#### [Task statement]
Copy the rows word for word, from the start of the rows through the line that contains "[247,171,360,426]", with that line included.

━━ Given information ━━

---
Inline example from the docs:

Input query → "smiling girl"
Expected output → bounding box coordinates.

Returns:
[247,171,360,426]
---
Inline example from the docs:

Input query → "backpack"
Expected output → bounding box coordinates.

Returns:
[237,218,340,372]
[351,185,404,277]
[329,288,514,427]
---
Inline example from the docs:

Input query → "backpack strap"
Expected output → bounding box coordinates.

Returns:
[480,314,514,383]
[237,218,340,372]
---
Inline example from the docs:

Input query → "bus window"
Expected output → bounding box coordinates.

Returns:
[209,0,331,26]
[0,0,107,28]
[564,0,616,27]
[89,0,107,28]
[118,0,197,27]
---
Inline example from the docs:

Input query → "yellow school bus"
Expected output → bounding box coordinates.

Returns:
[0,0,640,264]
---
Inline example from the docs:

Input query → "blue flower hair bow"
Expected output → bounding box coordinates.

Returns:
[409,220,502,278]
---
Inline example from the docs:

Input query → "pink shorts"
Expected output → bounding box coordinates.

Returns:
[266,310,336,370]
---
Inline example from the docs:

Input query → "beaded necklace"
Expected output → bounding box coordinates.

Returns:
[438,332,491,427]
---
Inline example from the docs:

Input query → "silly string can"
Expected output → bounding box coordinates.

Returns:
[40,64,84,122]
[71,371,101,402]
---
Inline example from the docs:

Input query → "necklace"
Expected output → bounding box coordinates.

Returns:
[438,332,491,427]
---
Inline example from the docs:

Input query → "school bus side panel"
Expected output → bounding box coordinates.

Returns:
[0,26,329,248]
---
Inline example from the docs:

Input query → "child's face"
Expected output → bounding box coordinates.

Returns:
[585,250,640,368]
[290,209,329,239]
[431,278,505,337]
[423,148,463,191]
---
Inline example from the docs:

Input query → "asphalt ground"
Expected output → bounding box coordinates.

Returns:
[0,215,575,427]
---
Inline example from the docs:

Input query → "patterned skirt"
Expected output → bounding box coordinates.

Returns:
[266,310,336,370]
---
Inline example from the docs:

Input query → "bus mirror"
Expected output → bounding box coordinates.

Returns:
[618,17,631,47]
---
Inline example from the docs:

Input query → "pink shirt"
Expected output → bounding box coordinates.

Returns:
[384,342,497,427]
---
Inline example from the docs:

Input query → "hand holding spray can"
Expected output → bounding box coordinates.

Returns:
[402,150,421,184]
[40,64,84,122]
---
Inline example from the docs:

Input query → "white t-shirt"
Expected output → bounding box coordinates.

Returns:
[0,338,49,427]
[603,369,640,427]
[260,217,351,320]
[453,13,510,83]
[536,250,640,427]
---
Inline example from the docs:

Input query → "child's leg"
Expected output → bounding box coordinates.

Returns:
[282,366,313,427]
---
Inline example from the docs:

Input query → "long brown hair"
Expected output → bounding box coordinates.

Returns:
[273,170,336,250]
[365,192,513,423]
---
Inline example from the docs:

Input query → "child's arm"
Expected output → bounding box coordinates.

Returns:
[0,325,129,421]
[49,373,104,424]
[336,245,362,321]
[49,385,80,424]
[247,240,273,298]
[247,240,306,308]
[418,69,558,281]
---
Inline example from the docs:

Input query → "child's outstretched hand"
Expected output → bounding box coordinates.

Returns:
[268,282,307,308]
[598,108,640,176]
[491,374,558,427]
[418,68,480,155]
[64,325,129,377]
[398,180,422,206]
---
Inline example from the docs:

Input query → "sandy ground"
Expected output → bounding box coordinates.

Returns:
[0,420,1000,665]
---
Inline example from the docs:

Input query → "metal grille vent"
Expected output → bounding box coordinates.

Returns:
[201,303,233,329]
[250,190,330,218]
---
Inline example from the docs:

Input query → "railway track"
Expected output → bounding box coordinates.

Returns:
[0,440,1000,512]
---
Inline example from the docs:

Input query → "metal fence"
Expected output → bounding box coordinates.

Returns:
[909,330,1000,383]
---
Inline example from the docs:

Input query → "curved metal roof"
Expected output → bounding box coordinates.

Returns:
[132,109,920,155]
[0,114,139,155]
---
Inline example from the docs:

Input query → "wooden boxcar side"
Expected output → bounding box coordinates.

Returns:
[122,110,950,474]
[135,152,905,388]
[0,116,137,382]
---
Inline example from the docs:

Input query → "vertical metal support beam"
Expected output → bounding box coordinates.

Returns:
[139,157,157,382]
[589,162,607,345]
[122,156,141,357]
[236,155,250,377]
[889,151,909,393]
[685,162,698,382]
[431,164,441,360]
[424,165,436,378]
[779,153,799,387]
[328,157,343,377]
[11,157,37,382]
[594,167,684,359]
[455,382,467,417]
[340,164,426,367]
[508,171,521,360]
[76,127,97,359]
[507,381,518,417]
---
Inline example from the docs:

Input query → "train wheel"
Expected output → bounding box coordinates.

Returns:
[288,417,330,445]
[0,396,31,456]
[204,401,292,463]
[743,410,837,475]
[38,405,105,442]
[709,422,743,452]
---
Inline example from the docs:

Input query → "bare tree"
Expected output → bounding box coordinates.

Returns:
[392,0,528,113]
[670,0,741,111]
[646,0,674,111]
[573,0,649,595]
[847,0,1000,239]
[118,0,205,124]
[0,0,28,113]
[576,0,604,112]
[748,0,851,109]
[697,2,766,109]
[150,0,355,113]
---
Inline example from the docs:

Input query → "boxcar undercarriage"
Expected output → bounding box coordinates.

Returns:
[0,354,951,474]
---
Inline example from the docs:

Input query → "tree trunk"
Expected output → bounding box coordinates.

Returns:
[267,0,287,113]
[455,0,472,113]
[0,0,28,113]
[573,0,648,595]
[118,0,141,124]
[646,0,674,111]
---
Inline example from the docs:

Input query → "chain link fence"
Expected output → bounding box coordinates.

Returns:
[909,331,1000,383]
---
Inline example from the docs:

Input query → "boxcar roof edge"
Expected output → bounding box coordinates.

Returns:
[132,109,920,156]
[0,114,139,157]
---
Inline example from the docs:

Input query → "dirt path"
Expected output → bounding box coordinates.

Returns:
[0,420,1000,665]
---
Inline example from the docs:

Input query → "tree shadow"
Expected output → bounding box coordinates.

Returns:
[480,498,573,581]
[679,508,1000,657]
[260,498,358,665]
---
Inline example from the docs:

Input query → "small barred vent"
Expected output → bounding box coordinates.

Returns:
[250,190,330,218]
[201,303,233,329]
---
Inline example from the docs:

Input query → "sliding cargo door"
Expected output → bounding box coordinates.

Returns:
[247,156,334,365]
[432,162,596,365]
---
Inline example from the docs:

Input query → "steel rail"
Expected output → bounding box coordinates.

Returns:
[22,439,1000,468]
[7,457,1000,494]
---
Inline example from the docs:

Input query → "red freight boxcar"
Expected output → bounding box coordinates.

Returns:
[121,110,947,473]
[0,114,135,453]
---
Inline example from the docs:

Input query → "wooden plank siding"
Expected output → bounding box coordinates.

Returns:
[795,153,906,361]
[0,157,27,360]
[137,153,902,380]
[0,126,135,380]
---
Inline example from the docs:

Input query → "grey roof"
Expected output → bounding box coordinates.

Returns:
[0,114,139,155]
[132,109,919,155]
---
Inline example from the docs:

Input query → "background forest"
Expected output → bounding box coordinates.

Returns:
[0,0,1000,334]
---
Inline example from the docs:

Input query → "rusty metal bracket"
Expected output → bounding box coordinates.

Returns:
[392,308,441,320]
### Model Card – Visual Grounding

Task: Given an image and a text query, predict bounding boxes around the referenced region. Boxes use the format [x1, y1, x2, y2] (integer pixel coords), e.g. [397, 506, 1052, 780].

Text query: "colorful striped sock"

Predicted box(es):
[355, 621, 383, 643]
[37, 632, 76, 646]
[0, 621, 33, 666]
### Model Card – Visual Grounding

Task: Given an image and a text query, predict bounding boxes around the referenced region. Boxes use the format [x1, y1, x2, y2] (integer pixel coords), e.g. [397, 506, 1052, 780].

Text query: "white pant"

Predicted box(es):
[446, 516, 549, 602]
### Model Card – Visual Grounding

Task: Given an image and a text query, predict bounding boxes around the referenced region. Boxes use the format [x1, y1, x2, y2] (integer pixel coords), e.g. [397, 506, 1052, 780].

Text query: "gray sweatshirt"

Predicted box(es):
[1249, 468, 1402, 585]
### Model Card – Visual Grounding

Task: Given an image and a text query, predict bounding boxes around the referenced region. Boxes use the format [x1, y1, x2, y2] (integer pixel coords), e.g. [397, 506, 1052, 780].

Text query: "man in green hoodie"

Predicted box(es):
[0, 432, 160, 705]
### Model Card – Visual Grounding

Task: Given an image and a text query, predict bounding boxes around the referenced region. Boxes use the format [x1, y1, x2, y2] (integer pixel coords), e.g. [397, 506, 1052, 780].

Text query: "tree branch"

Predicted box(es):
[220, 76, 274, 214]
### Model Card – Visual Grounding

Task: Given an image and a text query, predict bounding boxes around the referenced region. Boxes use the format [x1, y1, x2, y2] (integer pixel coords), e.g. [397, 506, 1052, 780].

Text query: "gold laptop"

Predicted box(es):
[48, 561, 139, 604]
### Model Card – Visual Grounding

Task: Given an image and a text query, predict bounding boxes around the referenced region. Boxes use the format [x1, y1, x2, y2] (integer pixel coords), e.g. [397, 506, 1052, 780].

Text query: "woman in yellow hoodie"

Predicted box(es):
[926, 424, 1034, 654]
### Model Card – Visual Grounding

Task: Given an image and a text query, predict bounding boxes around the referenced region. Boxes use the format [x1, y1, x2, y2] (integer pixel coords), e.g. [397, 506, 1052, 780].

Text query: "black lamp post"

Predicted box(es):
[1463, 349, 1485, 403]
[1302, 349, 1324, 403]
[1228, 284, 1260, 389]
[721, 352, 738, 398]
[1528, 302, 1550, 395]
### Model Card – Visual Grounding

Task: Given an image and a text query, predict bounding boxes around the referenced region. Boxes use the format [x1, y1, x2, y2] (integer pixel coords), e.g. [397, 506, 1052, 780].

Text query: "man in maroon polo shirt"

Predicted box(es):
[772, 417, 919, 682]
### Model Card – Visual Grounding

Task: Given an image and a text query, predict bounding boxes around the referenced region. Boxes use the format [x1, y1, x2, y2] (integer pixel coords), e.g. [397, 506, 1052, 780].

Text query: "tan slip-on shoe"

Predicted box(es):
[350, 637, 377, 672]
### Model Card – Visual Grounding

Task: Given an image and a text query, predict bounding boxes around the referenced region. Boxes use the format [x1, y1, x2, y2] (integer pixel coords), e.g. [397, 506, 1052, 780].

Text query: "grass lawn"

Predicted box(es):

━━━

#### [Written answer]
---
Inline example from the docs:

Input query → "smiling girl"
Expected output → bounding box coordinates.

Returns:
[247,171,360,426]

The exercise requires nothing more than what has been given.